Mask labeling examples
• • • • •
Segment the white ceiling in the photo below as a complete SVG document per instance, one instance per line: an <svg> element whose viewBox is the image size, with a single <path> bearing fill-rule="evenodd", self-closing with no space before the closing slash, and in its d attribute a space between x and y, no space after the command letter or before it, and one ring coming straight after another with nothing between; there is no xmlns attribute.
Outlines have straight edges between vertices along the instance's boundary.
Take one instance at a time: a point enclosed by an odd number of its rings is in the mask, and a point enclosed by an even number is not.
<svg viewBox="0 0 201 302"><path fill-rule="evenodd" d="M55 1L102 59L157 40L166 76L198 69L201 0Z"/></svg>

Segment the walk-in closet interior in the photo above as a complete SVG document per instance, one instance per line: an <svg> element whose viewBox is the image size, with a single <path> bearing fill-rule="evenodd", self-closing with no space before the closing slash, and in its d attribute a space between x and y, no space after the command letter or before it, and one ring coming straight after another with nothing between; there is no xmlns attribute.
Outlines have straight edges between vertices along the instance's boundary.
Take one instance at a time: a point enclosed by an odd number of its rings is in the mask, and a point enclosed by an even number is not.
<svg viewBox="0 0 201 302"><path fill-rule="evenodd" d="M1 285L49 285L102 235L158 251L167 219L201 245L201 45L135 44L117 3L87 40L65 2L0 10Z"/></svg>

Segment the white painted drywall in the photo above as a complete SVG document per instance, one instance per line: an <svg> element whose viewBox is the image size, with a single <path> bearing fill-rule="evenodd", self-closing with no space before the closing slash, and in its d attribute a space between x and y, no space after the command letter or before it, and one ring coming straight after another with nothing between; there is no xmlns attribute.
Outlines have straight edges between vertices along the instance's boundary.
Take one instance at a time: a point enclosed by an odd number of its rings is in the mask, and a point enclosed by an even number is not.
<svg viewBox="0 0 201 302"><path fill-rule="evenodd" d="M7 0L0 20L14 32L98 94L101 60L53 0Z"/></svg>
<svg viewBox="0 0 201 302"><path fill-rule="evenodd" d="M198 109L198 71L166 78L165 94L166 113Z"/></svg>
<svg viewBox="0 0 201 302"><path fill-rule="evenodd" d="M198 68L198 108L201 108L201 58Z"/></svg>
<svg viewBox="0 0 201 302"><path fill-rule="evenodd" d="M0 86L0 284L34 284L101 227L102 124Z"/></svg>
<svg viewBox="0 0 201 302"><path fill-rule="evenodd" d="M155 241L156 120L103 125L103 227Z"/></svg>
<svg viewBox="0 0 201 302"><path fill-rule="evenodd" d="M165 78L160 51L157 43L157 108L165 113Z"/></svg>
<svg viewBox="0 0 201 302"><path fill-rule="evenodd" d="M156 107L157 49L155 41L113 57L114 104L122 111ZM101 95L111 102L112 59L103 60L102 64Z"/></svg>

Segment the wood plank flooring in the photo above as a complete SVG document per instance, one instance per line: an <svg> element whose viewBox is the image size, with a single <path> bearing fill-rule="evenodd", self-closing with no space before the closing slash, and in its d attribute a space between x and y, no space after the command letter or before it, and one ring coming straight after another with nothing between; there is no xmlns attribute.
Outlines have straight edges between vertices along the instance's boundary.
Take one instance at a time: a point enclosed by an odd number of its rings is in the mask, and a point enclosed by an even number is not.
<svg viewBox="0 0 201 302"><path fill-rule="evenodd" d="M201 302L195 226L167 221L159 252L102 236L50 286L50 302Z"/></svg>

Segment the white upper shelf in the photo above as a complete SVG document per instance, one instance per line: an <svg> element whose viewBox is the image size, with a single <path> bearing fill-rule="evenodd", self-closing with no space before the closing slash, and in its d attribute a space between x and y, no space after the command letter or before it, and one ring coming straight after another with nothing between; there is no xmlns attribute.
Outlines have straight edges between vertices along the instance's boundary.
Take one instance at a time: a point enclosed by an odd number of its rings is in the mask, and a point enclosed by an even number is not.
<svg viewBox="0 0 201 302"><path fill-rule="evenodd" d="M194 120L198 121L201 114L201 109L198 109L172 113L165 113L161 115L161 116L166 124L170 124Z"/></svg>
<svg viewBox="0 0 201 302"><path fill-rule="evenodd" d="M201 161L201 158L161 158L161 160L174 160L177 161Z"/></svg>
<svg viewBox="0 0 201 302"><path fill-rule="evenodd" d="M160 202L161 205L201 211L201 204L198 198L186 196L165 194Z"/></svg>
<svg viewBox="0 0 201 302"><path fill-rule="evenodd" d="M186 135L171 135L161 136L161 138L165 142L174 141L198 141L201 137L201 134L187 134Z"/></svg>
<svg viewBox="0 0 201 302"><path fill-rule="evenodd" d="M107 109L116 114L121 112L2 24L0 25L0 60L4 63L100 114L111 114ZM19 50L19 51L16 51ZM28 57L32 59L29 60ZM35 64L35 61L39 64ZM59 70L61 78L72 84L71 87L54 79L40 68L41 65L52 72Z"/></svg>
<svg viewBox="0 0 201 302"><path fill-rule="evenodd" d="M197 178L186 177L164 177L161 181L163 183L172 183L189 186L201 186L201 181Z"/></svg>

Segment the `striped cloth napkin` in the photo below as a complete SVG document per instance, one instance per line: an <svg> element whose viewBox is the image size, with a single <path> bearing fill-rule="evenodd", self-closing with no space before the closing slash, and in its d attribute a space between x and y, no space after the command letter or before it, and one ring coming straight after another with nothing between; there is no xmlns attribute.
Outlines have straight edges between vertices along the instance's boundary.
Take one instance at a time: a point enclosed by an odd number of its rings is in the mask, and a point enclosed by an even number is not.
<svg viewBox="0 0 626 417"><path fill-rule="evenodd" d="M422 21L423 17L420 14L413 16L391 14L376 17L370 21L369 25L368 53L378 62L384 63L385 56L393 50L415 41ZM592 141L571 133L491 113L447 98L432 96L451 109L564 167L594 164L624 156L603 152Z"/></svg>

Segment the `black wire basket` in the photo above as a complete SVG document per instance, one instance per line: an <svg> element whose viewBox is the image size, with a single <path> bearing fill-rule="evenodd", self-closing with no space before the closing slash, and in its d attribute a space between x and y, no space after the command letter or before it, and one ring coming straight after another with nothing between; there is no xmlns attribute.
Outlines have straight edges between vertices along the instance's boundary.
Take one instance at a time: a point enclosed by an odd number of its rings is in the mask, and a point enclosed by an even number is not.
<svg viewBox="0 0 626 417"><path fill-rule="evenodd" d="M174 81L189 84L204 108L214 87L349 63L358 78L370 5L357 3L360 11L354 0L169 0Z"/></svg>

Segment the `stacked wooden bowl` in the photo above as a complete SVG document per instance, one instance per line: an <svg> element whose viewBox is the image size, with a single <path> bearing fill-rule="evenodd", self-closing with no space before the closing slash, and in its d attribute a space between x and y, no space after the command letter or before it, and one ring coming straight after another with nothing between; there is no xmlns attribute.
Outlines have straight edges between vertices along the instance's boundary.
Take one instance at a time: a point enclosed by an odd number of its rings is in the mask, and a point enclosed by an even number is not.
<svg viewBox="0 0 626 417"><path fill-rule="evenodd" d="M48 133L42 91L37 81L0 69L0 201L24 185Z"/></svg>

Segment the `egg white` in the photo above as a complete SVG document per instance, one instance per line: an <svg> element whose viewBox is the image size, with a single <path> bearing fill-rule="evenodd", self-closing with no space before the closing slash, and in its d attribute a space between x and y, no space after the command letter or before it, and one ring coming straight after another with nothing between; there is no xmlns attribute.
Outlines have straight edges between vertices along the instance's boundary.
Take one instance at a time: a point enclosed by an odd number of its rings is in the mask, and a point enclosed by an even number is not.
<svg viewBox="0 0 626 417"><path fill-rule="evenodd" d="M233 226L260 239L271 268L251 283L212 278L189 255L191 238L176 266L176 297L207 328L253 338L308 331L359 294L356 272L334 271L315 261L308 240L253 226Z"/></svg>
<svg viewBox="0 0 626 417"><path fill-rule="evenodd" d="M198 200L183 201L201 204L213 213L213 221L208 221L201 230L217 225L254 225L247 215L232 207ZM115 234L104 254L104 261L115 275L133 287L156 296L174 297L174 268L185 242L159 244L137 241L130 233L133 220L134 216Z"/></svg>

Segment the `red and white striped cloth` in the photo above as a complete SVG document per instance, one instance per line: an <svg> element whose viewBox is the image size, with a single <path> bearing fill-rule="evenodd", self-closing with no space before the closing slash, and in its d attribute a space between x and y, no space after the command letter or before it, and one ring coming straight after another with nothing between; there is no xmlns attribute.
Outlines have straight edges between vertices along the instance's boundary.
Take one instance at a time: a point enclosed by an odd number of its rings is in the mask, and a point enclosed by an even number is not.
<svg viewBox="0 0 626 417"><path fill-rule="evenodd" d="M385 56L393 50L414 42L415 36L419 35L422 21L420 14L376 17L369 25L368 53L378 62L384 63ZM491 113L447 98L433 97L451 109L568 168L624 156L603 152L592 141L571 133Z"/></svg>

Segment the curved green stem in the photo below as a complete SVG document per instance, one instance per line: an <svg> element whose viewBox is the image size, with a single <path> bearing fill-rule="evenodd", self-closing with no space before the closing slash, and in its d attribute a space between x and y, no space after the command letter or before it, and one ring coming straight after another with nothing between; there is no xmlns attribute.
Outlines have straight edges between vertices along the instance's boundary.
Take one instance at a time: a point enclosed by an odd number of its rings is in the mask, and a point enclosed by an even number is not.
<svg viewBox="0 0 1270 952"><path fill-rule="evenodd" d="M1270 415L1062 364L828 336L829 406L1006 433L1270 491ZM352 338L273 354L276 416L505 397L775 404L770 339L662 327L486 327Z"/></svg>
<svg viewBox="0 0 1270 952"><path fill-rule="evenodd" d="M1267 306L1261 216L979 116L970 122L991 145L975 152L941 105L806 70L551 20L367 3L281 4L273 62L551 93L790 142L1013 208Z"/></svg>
• • • • •
## [Directions]
Copy the lines word for word, beginning at the very first line and continuing through the line that contains "285L49 285L102 235L158".

## [Response to the task]
Segment the white ceiling in the photo below as a complete SVG document per instance, one instance per line: an <svg> element whose viewBox is the image size, with a single <path> bearing fill-rule="evenodd", self-closing with no space before the closing slash, and in its d attribute a space between x and y, no space after the command letter or before it, and one ring coming straight after another with nothing between; there is no xmlns attribute.
Outlines have straight edges between vertices along the instance's boundary.
Take one instance at a time: a point enclosed by an odd number of its rings is in the mask, and a point enclosed by an even number is not.
<svg viewBox="0 0 201 302"><path fill-rule="evenodd" d="M55 1L102 59L157 40L166 76L198 69L201 0Z"/></svg>

Segment the walk-in closet interior in the photo above as a complete SVG document per instance, one instance per line: an <svg> element whose viewBox is the image size, with a single <path> bearing fill-rule="evenodd", self-closing with no space before the closing slash, and in its d attribute a space between x and y, no space after the command letter or before it, and one ring coming straight after another with nothing between; there is no xmlns attribute.
Outlines have straight edges between vertices along the instance's boundary.
Take one instance at a time: a point enclosed by an odd number of its rings is in the mask, and a point enclosed by an even number is not.
<svg viewBox="0 0 201 302"><path fill-rule="evenodd" d="M1 285L49 285L102 235L158 251L167 219L201 245L201 45L135 44L117 3L87 40L65 2L0 10Z"/></svg>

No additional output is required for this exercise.